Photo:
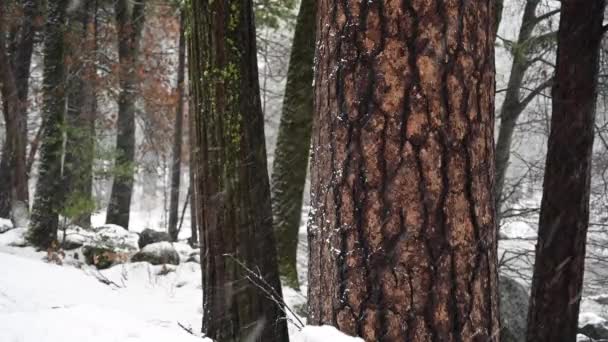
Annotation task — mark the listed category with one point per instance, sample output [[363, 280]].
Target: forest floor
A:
[[133, 302], [130, 302]]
★ ★ ★
Directions. Reproduce the records with "forest floor" replaced by "leaf litter" and everything else unchanged. Omit the pictures from your answer.

Solution to this exercise.
Photo:
Annotation task — mark the listed category with one point per instance, sample output [[363, 280]].
Target: leaf litter
A:
[[133, 302], [130, 302]]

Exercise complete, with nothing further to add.